**Stated task 1:** Please quote the passage of the comparative advertising article starting at "The Trademark Act, 1999" and ending at "of trademark infringement.".
**Stated task 2:** Extend the article on comparative advertising and trademark infringement, picking up right after its final sentence.

─── Text segment

COMPARATIVE ADVERTISEMENT: A TOOL FOR TRADEMARK INFRINGEMENT IN INDIA.
“Good advertising does not just circulate information. It penetrates the public mind with desires and belief.” – Leo Burnett
The advertisement refers to marketing communication that helps in promoting a brand, product, or service. It is an effective tool for reaching out to potential customers and grab their attention. ‘Comparative Advertisement’ is the term used for the advertisement that compares the advertiser’s goods and services with that of competitor’s. The objective of comparative advertising is threefold i.e. creating awareness amongst the masses by honest comparison, promoting the brand, and increasing the sales in the market. These advertisements are designed for comparing the value, quality, price, advantages, etc. of their product with that of competitors for influencing consumer behavior while having a notion that their product is better than or as good as the competitors.
Comparative advertising is permissible as it is considered to be under the ambit of commercial speech which is protected under Article 19(1) (a) of the Constitution of India as it allows the free flow of information and public awareness.Freedom of speech and expression does not grant blanket protection, it condemns the act of defaming or disparaging any brand or product. The advertiser can use the element of “Puffery” to claim for their product that can be true or false for instance the advertiser can claim that their product is the best in the Country. The advertiser cannot make an advertisement that is deceptive in nature and is disparaging to the competitor’s brand or product.
TRADEMARK LAW AND COMPARING ADVERTISEMENT
Trademark is a mark or a symbol that distinguishes the goods of one product from the other of similar nature. It allows the customer to distinguish the products and to determine the source of origin. A trademark owner has an exclusive right to use his trademark and also has a right to protect his trademark from getting infringed. In the era of globalization, it is important to have an identity and maintaining a reputation of a brand. The trademark grants an identity to a brand and it has all the right to safeguard it. The advertisement should not indulge in competitor’s product disparagement but if it does then the advertiser will be held liable for the trademark infringement.
The Trademark Act, 1999 grants the provisions for protecting the trademark from getting infringed. Trademark Infringement pertaining to advertising is defined under section 29 (8) of the Trademark Act which states that if the advertisement takes unfair advantages, uses dishonest practices, is detrimental to its distinctive character, and is against the reputation of the trademark then the said advertisement will be considered to a trademark infringement. Section 30(1) makes comparative advertisement an exception where a registered trademark can be used by a person for identifying the goods and services but with honest practice and should not take any unfair advantages. It means that in India it is permissible to use one’s trademark for comparison and if it’s used the above-mentioned conditions are fulfilled it will not attract the provision of trademark infringement.
The burden of proof lies on the shoulder of the trademark owner to prove that the use of his trademark does not fall under honest practice. If the advertisement has used the tactics of disparaging the competitor’s product and misleading the consumers it would not attract the provision of honest practice. The test for determining the advertisement falls under honest practice or not will be by examining what the reasonable reader or a consumer thinks. The advertisement will be seen as a whole and not one part or segment of it. Apart from the trademark laws, India has the “Advertising Standard Council of India (ASCI)” that allows the comparative advertisement unless the comparison is clear, based on facts, and does not deceive a potential customer. The advertisement should not be of a nature that provides an undue advantage to the producer over the competitor’s goods or service or brand.

──────
─── Given records

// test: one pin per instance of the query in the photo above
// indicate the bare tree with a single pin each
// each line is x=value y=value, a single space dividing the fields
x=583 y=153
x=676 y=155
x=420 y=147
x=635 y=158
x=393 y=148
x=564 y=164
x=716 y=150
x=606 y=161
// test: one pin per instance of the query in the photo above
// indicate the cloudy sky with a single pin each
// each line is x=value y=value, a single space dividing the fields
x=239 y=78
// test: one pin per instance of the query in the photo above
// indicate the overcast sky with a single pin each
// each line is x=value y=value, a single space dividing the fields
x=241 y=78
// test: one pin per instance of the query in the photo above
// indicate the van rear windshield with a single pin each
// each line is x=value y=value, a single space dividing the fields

──────

**Final answer 1:**
The Trademark Act, 1999 grants the provisions for protecting the trademark from getting infringed. Trademark Infringement pertaining to advertising is defined under section 29 (8) of the Trademark Act which states that if the advertisement takes unfair advantages, uses dishonest practices, is detrimental to its distinctive character, and is against the reputation of the trademark then the said advertisement will be considered to a trademark infringement. Section 30(1) makes comparative advertisement an exception where a registered trademark can be used by a person for identifying the goods and services but with honest practice and should not take any unfair advantages. It means that in India it is permissible to use one’s trademark for comparison and if it’s used the above-mentioned conditions are fulfilled it will not attract the provision of trademark infringement.

**Final answer 2:**
In the case of Britannia v Unibic Biscuits India, the plaintiff was the owner of the registered trademark “Good Day” for its biscuits. While the respondent i.e. Unibic launched their biscuits “Why have a Good Day when you can have a Great Day”. The plaintiff contended that the advertisement has infringed their trademark “Good Day”. Bangalore City Civil Court granted an injunction to the defendant for disparaging the product of the plaintiff and the manner the advertisement was made will not attract the provisions of honest practice.
In the case of Hindustan Unilever Ltd. v Reckitt Benckiser Ltd. (India), the plaintiff was the owner of the brand name “Lifebuoy” and “VIM” and the respondent was the owner of “Dettol” and “Dettol Healthy Kitchen Gel”. The plaintiff contended that the advertisement made by the respondent infringes the plaintiff’s trademark as in the advertisement it was depicted that the half of plate was washed with the yellow color gel which left the germs behind and the other was cleaned when washed with the Dettol liquid gel. It clearly shows that the comparison that was made was disparaging the plaintiff’s product. The court granted the injunction on the defendant and held that the advertisement can be made with puffery but there is a thin line between puffery and disparagement. The current advertisement has crossed the line as it mentioned the word “leading dish wash” and any reasonable man will relate this with “VIM” and hence held that it is not an honest practice and will amount to trademark infringement.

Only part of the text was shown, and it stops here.